Copy out, word for word, the part of the material that runs from its first line through the line containing "[391,330,436,366]", with both of those lines included.

/---

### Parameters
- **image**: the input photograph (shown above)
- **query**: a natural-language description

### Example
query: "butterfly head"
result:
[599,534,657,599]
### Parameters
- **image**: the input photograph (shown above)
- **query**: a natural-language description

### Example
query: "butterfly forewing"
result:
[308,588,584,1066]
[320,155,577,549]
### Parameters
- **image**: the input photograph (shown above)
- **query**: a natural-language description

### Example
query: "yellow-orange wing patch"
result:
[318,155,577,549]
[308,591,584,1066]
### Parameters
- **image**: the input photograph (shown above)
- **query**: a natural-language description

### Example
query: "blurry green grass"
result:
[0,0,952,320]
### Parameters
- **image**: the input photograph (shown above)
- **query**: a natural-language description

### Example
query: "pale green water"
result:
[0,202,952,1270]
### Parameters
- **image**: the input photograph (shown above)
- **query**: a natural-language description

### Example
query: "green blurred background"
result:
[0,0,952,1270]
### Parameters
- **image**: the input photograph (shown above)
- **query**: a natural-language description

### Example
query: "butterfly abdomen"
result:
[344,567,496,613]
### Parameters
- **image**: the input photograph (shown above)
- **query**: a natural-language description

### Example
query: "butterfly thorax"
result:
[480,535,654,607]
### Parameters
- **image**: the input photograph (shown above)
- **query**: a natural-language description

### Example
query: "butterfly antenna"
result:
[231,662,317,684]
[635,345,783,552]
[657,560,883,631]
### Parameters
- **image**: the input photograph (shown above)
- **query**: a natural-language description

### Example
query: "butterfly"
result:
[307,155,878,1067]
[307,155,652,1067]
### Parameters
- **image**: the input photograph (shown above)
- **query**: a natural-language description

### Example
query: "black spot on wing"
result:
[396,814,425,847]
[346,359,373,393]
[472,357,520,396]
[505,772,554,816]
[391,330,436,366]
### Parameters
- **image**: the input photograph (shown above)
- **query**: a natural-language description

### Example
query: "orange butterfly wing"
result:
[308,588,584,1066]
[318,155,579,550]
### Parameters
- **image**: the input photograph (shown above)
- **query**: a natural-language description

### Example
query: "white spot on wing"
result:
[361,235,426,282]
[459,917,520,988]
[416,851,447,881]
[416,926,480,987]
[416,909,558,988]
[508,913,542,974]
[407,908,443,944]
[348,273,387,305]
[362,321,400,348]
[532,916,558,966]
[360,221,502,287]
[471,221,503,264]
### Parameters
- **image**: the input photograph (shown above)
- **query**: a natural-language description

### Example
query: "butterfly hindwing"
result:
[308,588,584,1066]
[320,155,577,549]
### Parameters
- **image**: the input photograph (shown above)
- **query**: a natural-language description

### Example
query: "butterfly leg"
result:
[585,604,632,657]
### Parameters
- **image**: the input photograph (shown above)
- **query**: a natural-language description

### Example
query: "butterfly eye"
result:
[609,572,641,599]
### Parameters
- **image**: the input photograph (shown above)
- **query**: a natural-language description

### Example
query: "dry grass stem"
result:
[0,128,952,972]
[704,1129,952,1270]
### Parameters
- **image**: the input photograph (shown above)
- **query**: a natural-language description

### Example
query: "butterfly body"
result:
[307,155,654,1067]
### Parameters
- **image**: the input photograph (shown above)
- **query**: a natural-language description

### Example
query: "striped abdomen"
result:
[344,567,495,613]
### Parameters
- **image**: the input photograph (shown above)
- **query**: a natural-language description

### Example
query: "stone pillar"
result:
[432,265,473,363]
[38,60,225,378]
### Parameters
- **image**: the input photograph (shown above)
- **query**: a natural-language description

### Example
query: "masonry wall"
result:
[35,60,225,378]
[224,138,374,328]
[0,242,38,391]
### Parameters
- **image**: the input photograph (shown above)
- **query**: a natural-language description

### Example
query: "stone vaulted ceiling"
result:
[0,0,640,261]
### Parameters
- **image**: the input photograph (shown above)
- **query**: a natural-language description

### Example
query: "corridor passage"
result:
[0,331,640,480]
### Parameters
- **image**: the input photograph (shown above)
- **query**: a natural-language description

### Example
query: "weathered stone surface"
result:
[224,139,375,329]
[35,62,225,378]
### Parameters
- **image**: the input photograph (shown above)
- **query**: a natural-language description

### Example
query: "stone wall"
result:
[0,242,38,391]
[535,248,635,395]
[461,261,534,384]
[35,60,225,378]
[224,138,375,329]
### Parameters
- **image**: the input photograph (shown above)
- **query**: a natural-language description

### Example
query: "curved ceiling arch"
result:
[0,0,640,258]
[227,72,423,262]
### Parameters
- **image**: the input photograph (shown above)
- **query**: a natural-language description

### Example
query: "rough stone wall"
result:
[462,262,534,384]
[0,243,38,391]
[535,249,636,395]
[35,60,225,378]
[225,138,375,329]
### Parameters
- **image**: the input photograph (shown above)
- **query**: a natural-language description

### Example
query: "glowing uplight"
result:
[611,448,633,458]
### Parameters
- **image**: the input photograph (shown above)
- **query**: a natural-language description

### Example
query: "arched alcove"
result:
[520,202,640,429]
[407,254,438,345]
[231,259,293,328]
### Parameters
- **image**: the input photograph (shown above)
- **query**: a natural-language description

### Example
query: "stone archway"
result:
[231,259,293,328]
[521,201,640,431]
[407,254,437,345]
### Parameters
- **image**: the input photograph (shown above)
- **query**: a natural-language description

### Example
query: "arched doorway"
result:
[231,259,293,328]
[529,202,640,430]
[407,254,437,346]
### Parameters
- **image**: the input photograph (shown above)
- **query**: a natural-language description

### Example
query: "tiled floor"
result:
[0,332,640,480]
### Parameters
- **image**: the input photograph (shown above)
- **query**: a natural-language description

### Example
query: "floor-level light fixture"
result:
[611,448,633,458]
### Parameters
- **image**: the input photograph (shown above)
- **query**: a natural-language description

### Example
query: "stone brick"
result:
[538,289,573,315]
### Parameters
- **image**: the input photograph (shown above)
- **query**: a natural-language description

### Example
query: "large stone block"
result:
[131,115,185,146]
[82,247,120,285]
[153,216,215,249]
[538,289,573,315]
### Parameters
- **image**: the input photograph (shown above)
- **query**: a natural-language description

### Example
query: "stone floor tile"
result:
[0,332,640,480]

\---

* Answer to the exercise *
### Parameters
- **image**: the input photograph (shown above)
- **query**: a natural-language description

### Example
query: "butterfly head"
result:
[599,534,657,599]
### Parameters
- **image**: the input photograph (shown above)
- **query**: a natural-language description

### Example
query: "butterfly forewing"
result:
[308,588,584,1066]
[320,155,577,549]
### Parameters
- **image**: the input photograph (shown above)
- **query**: a natural-language description

### Example
query: "yellow-orange wing patch"
result:
[318,155,577,549]
[308,591,584,1066]
### Parameters
- **image**: the input photograph (shown above)
- **query**: a natural-language description

### Example
query: "blurry green grass"
result:
[0,0,952,320]
### Parameters
- **image**: the input photograph (shown above)
- **query**: a natural-language description

### Example
query: "pale green water"
result:
[0,202,952,1270]
### Parameters
- **image**: the input photograph (shown above)
- **query**: a natural-language description

### Example
query: "green blurred background"
result:
[0,0,952,1270]
### Parameters
- **image**: the input photograph (shown above)
- **query**: a natural-language description

### Example
query: "butterfly abdomen"
result:
[344,567,496,613]
### Parameters
- **image**: the input photograph (shown above)
- **query**: a natural-language description

### Example
query: "butterfly thorax"
result:
[480,535,654,607]
### Parameters
- **image**: the input photograph (shown above)
- **query**: a natural-language description

### Example
query: "butterfly antenna"
result:
[231,662,317,684]
[635,345,783,552]
[657,560,883,631]
### Parameters
- **image**: the input photograph (shown above)
- **query**: a natural-language description

### Example
query: "butterfly"
result:
[307,155,878,1067]
[307,155,652,1067]
### Parameters
- **image**: the input photograph (shown above)
- **query**: a natural-language description

### Example
query: "black spot on wing"
result:
[396,814,425,847]
[346,359,373,393]
[472,357,520,396]
[505,772,554,816]
[391,330,436,366]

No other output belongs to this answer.